(Data shown)

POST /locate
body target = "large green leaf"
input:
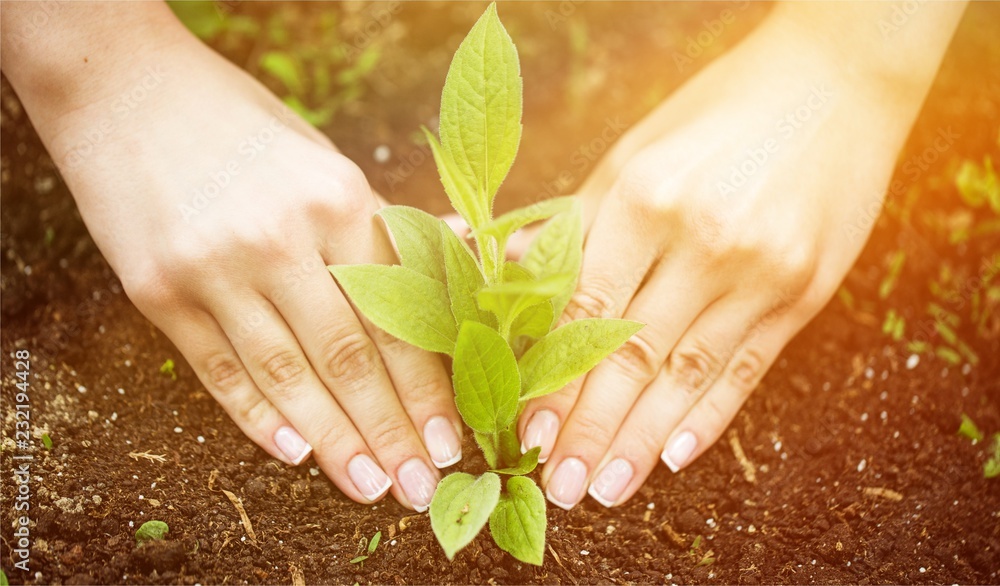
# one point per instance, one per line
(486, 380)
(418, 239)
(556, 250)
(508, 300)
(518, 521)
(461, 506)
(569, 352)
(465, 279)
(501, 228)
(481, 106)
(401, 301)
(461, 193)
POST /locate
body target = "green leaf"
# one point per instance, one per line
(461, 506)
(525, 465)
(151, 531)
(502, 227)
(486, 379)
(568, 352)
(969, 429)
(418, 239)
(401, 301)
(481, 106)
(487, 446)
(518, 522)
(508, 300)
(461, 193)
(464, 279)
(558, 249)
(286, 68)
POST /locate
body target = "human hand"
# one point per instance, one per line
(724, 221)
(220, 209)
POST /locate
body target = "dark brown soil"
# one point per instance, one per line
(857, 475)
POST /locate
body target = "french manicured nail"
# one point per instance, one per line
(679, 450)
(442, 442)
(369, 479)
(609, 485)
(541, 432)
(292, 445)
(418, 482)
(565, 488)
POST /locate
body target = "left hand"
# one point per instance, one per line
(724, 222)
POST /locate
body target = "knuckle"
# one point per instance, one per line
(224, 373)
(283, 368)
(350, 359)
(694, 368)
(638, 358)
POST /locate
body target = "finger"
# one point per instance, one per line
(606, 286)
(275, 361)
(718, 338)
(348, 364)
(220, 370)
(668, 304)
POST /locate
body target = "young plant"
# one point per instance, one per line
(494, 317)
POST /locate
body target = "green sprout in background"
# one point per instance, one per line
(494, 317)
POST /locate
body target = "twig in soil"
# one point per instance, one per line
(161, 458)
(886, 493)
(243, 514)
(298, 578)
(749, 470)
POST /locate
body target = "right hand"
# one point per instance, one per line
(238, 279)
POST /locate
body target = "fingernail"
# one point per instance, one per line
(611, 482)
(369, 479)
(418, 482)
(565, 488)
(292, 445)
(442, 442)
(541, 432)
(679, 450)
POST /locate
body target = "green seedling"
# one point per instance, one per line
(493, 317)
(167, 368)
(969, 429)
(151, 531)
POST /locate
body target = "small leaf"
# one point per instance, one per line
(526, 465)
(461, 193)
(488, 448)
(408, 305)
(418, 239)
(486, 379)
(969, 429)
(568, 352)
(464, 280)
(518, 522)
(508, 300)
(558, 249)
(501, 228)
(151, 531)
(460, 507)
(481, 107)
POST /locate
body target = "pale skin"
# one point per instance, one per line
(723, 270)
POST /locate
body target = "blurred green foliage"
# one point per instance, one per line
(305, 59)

(End Data shown)
(Data shown)

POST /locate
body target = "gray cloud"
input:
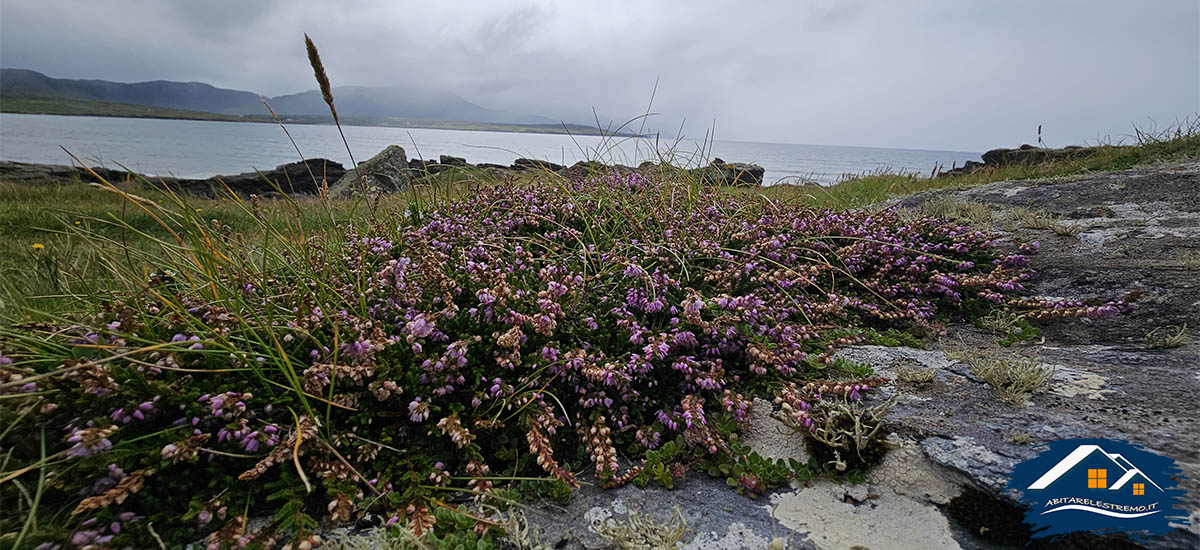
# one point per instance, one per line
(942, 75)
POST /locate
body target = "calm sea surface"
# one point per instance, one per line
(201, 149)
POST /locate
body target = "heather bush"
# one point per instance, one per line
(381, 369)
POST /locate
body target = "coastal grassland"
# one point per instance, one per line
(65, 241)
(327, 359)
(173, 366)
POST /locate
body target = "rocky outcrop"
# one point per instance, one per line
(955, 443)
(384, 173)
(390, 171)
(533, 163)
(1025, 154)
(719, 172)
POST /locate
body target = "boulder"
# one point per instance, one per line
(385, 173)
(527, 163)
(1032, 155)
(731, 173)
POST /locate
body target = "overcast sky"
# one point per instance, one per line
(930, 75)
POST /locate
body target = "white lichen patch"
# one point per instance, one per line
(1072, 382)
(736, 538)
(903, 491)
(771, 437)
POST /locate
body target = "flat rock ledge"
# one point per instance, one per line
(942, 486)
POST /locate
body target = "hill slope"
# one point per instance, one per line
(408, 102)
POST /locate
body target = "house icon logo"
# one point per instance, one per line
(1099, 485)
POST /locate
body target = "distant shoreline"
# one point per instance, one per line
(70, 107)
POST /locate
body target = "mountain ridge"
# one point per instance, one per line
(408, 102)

(End Data shown)

Work instruction:
From the listing above, return every line that carries the string "hand".

Output below:
body target = "human hand"
body target = "left hand"
body target = "right hand"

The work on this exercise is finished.